** start Records to process **

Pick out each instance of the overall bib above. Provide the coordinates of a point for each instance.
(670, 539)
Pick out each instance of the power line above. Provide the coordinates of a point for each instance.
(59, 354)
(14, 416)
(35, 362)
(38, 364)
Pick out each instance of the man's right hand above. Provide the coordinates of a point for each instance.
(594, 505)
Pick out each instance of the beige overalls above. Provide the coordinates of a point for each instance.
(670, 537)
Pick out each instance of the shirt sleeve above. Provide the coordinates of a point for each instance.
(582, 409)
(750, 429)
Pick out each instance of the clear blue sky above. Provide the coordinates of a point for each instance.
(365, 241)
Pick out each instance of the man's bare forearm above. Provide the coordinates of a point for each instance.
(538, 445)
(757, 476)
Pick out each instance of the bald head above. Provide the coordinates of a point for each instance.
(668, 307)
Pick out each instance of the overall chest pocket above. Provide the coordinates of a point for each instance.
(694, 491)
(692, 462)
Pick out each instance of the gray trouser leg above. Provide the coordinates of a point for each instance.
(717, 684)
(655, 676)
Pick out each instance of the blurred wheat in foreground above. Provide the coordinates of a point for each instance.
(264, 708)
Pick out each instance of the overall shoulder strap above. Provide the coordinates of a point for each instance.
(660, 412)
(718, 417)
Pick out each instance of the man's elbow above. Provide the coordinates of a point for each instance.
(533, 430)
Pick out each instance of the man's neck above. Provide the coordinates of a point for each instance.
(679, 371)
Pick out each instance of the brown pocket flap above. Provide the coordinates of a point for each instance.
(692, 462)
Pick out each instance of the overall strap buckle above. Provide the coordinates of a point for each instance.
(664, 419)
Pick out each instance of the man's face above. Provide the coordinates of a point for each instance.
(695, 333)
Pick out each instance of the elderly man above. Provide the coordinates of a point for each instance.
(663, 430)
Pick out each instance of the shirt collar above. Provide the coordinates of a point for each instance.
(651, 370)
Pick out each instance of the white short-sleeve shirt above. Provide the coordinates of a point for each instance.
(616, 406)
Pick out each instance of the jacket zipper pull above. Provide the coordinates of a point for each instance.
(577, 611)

** end Records to process **

### Exercise
Render the entire listing above as a numbered list, dropping any blank lines.

### Completed exercise
1. Pick out each instance of the overall bib above. Provide the coordinates of a point for each instance.
2. (670, 539)
3. Pick out each instance of the power line above. Provide the coordinates of a point for each instance.
4. (59, 354)
5. (14, 416)
6. (35, 362)
7. (38, 364)
8. Pick out each instance of the man's right hand above. Provide the coordinates of a point for each instance.
9. (594, 505)
10. Pick out each instance of the beige overalls above. Provide the coordinates of a point for each instance.
11. (670, 537)
12. Pick out each instance of the shirt sleeve above. Provide the coordinates of a point for each instance.
13. (582, 409)
14. (750, 429)
15. Pick out each instance of the clear blue sky above. Provide the coordinates of a point for each instance.
16. (365, 241)
17. Pick out each instance of the man's bare forearm above. Provide the coordinates of a point for each instance.
18. (538, 445)
19. (757, 476)
20. Pick out each instance of the bald head above. Provide the coordinates of a point for each instance.
21. (668, 307)
22. Pick out each instance of the overall chest pocket above. Provide the coordinates of a point for each instance.
23. (694, 491)
24. (692, 462)
25. Pick out each instance of the gray trouser leg above. Provide the coordinates of a point for each instance.
26. (717, 684)
27. (655, 676)
28. Pick out each instance of the blurred wheat in foreground above. Provide the coordinates of a point for each instance.
29. (264, 708)
30. Pick out each instance of the overall shoulder strap above. Provide the coordinates of a point for each instance.
31. (660, 412)
32. (718, 417)
33. Pick out each instance of the man's elbow above. Provide the coordinates of a point for each instance.
34. (533, 430)
35. Pick out each instance of the man's neck above. Provide the coordinates of a point for each instance.
36. (679, 371)
37. Pick out each instance of the brown pocket flap above. Provide the coordinates of a point for each instance.
38. (692, 462)
39. Pick out each instance of the overall strap buckle above. Provide the coordinates of a point for each instance.
40. (664, 419)
41. Pick out each instance of the man's face above. Provide the coordinates of a point for each instance.
42. (695, 333)
43. Pick out each instance of the elderly man above. Provide the coordinates of a point for each instance.
44. (663, 430)
45. Pick out each instance of the shirt collar above. Provide the coordinates of a point for each instance.
46. (651, 370)
47. Pick out each instance of the white short-sleeve shirt above. Provide the coordinates of a point for each instance.
48. (616, 406)
49. Pick out each instance of the jacket zipper pull above. Provide the coordinates of a point for each instance.
50. (577, 611)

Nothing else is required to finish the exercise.